- YOUR GOAL:
Quote the records below word for word, please, from the very first line through the one that contains "point: the black beanie, a", and nothing beyond it.

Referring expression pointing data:
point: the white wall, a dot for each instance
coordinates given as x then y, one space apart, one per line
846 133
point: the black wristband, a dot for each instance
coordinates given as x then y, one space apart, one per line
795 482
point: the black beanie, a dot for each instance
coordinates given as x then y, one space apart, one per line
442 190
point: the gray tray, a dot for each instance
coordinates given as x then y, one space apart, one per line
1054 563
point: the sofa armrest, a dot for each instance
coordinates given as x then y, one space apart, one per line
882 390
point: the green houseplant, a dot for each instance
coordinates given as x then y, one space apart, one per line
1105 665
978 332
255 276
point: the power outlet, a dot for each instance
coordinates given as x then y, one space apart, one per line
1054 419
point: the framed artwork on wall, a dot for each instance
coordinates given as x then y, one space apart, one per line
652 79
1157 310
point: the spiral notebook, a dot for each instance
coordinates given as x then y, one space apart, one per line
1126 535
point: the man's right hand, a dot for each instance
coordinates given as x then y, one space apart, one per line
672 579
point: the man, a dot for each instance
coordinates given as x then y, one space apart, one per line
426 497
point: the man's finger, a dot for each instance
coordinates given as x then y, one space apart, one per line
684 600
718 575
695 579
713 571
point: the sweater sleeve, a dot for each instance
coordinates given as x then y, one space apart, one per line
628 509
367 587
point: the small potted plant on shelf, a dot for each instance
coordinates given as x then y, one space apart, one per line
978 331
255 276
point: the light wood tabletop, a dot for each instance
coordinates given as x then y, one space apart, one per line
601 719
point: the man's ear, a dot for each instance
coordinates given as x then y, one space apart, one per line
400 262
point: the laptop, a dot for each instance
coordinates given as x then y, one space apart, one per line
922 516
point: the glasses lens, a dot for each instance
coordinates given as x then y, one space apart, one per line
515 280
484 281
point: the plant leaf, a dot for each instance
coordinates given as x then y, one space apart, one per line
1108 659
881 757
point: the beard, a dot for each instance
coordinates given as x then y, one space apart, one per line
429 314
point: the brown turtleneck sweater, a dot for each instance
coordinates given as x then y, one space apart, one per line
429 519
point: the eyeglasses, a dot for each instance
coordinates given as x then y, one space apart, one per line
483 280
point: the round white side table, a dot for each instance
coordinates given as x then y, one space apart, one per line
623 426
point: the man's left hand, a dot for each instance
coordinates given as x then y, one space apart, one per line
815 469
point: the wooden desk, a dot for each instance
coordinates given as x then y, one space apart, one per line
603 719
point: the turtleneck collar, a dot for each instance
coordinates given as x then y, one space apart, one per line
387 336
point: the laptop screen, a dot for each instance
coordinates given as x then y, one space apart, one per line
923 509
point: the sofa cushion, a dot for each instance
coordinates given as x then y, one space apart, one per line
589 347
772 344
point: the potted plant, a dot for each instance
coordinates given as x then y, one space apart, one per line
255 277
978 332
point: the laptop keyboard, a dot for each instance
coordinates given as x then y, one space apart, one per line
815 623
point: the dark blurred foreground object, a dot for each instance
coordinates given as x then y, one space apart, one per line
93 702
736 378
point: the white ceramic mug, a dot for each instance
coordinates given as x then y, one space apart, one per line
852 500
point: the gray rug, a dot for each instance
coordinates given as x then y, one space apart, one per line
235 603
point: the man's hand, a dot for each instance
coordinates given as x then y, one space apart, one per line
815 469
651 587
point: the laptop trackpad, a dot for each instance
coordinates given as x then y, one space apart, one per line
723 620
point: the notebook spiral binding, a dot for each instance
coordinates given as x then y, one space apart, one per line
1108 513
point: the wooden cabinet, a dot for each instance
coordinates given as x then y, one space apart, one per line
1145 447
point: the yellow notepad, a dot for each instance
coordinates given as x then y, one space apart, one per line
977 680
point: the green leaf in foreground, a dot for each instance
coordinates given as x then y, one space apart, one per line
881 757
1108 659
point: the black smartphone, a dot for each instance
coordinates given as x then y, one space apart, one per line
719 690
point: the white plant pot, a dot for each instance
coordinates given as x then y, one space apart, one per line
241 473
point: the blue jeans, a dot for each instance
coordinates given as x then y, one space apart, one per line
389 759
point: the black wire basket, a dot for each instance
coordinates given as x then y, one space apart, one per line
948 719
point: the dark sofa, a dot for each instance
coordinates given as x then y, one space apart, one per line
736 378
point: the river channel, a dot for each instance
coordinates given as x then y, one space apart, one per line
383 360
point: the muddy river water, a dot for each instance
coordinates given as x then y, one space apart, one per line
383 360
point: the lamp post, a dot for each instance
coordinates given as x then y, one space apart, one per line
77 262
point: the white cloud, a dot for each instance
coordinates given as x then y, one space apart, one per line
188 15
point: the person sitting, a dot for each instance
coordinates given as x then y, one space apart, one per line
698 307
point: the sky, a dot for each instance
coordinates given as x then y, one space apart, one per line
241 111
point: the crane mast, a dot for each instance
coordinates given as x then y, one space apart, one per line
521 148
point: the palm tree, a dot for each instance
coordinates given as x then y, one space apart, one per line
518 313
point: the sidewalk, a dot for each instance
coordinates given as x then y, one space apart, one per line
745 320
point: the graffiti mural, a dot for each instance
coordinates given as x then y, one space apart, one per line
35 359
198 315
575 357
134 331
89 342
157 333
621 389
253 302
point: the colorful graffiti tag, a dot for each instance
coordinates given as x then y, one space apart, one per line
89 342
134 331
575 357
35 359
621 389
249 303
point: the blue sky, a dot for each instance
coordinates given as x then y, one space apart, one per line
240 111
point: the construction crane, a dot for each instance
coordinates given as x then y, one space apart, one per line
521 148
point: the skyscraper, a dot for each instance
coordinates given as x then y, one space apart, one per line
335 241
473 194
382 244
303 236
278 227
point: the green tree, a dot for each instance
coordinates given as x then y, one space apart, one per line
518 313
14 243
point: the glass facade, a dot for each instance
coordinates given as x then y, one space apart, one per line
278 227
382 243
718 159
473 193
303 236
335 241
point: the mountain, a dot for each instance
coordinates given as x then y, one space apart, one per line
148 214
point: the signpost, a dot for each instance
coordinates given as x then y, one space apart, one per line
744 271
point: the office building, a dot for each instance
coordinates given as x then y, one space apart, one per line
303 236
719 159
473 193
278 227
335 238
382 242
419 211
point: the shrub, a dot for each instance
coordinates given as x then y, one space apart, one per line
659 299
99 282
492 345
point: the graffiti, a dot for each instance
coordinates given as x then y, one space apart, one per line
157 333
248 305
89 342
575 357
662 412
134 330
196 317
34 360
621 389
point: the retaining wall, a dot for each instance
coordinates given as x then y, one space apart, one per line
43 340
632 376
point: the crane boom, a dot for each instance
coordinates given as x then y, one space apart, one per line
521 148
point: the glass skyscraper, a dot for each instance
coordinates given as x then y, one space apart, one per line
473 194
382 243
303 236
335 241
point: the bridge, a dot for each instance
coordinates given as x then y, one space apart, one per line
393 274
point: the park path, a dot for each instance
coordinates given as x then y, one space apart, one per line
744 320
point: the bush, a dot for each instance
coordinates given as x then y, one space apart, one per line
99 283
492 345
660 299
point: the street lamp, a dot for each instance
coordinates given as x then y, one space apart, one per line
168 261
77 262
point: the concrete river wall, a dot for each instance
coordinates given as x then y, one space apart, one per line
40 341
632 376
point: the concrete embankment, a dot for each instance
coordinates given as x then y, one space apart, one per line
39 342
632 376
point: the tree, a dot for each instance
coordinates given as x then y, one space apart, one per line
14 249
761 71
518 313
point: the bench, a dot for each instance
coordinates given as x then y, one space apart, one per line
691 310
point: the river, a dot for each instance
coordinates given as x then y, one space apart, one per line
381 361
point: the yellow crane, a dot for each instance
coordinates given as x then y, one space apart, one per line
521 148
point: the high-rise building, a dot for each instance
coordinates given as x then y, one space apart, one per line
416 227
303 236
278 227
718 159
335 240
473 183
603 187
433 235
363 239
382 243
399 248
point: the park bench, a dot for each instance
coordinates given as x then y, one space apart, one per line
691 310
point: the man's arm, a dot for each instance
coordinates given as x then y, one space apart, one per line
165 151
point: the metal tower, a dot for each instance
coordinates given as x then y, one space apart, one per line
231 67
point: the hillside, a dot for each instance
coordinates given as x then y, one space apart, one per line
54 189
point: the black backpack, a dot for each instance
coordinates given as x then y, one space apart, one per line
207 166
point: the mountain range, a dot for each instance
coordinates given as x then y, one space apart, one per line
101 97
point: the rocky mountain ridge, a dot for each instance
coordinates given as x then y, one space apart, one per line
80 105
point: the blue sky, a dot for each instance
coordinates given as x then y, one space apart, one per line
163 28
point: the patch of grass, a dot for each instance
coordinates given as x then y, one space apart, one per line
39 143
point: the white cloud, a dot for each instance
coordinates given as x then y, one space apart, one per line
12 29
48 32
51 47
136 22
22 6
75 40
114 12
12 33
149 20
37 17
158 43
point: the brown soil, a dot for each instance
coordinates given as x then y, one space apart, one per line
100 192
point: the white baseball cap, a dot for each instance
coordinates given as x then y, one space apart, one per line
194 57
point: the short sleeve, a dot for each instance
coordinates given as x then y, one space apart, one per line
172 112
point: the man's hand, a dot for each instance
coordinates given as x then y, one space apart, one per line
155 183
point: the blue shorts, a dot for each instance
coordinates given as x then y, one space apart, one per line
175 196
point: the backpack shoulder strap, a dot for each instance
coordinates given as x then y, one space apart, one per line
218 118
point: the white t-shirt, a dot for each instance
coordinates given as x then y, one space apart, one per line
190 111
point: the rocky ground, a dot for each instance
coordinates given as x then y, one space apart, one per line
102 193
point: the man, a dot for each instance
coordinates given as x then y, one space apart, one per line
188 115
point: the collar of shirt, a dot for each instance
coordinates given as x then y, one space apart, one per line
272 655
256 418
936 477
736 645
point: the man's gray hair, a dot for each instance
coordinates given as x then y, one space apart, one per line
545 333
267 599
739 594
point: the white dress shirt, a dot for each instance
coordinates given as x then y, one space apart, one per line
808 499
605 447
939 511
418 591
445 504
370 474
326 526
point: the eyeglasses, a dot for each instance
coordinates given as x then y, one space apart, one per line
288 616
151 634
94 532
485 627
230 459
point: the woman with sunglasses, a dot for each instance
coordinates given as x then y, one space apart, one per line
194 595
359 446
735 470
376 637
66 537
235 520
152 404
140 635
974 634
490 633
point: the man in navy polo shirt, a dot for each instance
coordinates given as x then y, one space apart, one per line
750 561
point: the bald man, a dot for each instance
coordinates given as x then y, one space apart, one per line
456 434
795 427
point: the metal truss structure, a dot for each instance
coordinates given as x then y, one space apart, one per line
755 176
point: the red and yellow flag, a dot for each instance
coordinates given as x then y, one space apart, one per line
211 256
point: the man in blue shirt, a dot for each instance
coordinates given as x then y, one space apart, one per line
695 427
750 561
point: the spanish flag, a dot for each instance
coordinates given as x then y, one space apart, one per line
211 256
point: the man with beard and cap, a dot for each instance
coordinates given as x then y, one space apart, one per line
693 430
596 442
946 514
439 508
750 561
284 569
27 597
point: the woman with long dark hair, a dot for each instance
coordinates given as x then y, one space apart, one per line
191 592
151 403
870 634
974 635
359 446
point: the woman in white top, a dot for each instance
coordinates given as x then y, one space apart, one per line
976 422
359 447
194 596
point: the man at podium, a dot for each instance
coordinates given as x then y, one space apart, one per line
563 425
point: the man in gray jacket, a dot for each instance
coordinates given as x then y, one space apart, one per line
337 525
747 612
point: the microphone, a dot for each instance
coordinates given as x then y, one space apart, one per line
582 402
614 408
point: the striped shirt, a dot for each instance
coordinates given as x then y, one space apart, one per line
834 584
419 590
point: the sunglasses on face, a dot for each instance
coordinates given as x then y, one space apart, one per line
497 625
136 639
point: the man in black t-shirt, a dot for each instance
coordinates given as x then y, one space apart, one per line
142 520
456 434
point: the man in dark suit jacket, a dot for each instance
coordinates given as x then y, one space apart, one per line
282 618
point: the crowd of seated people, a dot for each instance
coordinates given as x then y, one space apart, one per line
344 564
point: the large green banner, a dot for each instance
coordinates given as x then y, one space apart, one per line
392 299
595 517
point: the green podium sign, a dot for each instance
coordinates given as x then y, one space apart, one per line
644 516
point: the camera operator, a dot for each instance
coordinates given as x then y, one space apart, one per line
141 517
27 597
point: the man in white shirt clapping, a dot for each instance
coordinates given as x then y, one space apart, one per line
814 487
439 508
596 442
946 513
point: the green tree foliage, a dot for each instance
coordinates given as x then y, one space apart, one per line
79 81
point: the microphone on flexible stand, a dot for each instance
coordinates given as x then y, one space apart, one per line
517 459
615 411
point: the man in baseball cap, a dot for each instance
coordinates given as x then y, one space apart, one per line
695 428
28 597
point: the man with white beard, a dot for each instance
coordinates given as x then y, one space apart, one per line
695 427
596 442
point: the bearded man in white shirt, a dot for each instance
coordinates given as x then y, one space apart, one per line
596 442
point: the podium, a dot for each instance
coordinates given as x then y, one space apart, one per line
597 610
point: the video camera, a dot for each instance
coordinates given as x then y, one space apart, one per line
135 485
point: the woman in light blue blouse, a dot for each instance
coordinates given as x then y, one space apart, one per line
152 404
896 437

- ANSWER SECTION:
point: the white wall, a dot for each instance
coordinates given as x then y, one space apart, one per line
846 133
point: the black wristband, a dot for each instance
coordinates given as x then y, one space apart, one per line
795 482
point: the black beanie, a dot for each instance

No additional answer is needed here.